- Text excerpt:
....
In fact, I'm less worried about the node in my neck than about any other node in my body, even though we're doing the tests to see about the node in my neck. Why? Well, it was something that someone in my online Hodge message board brought up. I sent in a message asking for moral support after my ill-fated trip to the doc. Support came poring in. Then one fella left this one simple sentence message saying that the doc could be wrong. It could be scar tissue.
And well, he's right. It could be scar tissue. That explains a lot. The node is bigger, shaped oddly and is as hard as a marble, just like a cancerous node. But it hasn't really grown much in a month. Last time I relapsed, in one month I went from two tiny nodes to a 10 cm ball in my chest.
Also, most relapses aren't so nice. Usually, people get sick. They run a temp, get itchy all over and have rashes. I got sick a couple of weeks ago but that was just the usual sick. Since then, I've felt great. I mean, I'm feeling how you normal people feel and I'm really loving it. Man you normal people have it good.
....
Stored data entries
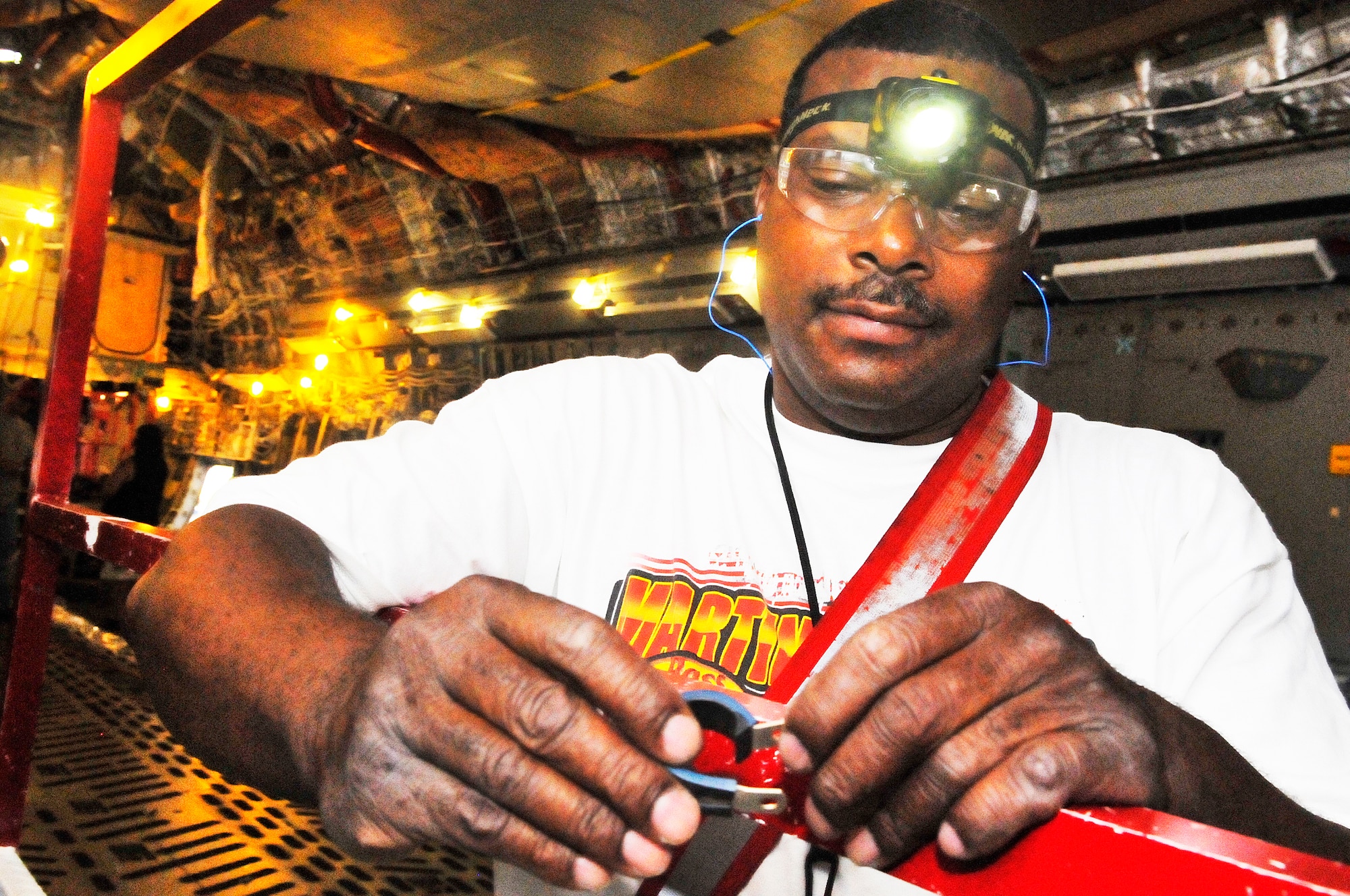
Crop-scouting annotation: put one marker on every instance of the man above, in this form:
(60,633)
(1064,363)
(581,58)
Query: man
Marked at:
(1133,597)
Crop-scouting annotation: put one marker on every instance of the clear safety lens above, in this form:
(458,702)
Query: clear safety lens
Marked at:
(847,191)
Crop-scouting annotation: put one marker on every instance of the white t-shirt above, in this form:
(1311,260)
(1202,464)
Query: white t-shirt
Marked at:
(649,496)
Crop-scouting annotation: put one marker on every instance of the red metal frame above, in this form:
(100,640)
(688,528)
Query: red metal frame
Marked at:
(173,38)
(1082,851)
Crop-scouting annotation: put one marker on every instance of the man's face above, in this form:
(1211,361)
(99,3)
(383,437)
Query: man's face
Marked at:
(875,331)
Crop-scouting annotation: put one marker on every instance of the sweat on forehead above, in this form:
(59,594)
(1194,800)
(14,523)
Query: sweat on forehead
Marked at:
(927,29)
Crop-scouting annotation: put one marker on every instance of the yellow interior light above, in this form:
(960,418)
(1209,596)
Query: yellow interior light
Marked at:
(743,271)
(587,296)
(41,218)
(421,302)
(472,316)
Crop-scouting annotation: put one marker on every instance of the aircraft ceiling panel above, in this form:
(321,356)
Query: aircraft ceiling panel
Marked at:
(484,53)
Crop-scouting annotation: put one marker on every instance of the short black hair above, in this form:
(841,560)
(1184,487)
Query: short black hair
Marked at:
(927,28)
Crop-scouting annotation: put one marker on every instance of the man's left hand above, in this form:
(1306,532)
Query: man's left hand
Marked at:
(973,716)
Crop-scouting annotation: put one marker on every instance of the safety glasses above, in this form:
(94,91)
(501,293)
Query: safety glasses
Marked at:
(844,191)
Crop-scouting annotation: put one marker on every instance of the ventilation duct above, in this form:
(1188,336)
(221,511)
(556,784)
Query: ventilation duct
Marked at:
(1286,264)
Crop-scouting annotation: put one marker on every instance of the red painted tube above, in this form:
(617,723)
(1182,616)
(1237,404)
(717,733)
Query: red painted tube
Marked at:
(368,136)
(132,546)
(661,155)
(78,300)
(55,455)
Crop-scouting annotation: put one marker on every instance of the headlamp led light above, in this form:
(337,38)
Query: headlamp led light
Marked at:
(923,126)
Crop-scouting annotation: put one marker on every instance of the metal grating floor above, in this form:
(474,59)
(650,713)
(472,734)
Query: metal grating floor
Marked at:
(118,806)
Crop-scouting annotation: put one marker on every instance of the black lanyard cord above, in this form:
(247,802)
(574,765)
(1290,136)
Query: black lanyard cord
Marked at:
(792,503)
(816,856)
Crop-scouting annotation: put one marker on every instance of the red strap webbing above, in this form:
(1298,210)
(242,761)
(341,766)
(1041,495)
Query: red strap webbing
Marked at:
(932,544)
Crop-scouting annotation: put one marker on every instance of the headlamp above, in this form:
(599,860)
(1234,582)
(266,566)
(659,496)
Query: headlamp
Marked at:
(923,126)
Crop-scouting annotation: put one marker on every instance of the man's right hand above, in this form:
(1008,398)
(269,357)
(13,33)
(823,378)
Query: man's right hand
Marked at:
(516,727)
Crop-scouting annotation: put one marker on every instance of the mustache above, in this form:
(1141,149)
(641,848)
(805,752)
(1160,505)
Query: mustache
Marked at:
(885,291)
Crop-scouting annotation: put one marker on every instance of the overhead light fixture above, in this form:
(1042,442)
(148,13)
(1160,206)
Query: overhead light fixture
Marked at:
(472,316)
(43,218)
(588,296)
(1260,265)
(745,272)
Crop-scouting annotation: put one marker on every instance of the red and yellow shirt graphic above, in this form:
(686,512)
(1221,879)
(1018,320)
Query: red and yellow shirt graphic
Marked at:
(713,625)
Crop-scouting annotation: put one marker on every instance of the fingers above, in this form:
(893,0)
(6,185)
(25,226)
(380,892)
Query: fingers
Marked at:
(1028,789)
(913,812)
(589,652)
(437,808)
(880,655)
(542,717)
(908,723)
(542,775)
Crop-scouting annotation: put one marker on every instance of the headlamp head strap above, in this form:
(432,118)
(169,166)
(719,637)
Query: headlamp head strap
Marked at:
(920,123)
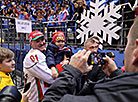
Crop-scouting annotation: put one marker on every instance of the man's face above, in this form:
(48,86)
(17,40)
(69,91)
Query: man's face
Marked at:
(39,44)
(92,46)
(8,65)
(60,43)
(131,55)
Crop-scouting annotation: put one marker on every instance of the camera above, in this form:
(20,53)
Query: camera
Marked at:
(96,59)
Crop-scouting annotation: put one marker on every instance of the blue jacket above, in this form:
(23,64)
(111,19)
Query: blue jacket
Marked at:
(54,55)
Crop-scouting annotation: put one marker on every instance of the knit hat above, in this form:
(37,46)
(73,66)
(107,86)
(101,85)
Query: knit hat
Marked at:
(58,36)
(35,35)
(12,92)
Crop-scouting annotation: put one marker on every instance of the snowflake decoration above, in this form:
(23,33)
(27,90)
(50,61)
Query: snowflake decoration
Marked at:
(100,20)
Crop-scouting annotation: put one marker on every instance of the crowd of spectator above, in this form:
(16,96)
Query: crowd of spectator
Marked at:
(41,10)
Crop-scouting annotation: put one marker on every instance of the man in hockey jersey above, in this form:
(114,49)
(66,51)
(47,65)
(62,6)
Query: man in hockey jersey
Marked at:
(36,70)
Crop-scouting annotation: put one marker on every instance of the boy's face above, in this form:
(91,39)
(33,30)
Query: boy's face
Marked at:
(8,65)
(60,43)
(39,44)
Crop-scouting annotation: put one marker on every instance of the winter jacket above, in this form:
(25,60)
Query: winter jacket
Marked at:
(54,55)
(121,88)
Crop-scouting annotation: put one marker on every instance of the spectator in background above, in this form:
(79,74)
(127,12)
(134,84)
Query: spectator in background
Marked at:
(7,65)
(51,17)
(122,88)
(35,69)
(22,14)
(57,52)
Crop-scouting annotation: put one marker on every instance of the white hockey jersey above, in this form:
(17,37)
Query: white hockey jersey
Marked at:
(37,72)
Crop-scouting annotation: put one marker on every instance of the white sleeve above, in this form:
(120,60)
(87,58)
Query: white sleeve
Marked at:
(35,63)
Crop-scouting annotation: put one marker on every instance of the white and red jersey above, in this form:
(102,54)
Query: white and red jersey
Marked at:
(37,72)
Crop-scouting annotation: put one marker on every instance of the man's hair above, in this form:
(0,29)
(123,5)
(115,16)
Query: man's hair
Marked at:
(110,54)
(5,53)
(134,31)
(91,39)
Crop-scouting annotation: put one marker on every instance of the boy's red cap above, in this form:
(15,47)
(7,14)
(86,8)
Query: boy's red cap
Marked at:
(35,35)
(57,36)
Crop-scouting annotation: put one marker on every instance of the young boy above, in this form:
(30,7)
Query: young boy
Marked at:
(57,53)
(7,64)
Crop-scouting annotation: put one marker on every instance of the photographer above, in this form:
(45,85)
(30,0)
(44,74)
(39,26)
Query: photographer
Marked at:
(92,44)
(122,88)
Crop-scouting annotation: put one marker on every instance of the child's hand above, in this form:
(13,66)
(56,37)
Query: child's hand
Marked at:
(54,73)
(64,62)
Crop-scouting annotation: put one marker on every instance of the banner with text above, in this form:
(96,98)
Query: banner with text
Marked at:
(23,26)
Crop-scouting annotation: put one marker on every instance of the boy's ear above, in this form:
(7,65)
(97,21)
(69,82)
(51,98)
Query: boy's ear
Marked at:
(137,42)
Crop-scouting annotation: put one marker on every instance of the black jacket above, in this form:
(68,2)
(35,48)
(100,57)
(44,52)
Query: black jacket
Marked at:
....
- Exercise requirements: Print the part of the passage about the neck node between "And well, he's" and "have it good.", inclusive, keeping every word and punctuation mark unchanged.

- Output of the exercise:
And well, he's right. It could be scar tissue. That explains a lot. The node is bigger, shaped oddly and is as hard as a marble, just like a cancerous node. But it hasn't really grown much in a month. Last time I relapsed, in one month I went from two tiny nodes to a 10 cm ball in my chest.
Also, most relapses aren't so nice. Usually, people get sick. They run a temp, get itchy all over and have rashes. I got sick a couple of weeks ago but that was just the usual sick. Since then, I've felt great. I mean, I'm feeling how you normal people feel and I'm really loving it. Man you normal people have it good.